▸ What is being asked
In the part of the listing that opens with the line containing "red paper lantern." and closes with the line containing "[738,144,770,248]", replace "stone column" with "stone pillar". Reproduce only those lines, leaving everything else unchanged.

▸ Given information
···
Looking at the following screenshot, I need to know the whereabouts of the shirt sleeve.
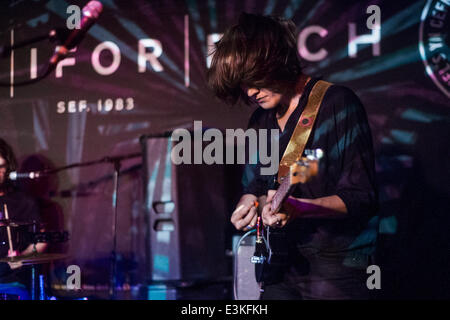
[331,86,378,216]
···
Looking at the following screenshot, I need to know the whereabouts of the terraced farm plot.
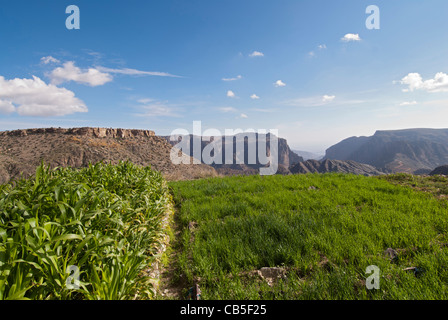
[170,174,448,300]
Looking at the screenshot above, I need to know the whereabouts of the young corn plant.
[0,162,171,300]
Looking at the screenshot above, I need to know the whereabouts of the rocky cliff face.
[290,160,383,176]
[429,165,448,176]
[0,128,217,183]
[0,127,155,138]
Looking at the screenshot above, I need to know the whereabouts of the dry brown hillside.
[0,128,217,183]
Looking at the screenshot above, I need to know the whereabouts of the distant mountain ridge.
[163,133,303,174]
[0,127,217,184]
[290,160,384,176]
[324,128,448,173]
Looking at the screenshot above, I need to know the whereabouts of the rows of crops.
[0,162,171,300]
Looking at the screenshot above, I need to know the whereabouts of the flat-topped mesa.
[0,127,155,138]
···
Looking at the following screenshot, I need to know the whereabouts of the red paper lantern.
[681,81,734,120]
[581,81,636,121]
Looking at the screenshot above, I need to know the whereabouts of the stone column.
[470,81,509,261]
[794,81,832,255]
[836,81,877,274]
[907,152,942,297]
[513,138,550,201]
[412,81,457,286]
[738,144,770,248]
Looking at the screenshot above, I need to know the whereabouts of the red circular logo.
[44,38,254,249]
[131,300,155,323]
···
▸ Output of the task
Looking at the following screenshot, I need to know the whereabouts of the red paper lantern.
[681,81,734,120]
[581,81,636,121]
Looking at the screenshot above, I need to know the whereabouts of the stone pillar.
[470,81,509,261]
[794,81,832,255]
[836,81,877,274]
[907,152,942,297]
[513,138,550,201]
[412,81,457,286]
[738,144,770,248]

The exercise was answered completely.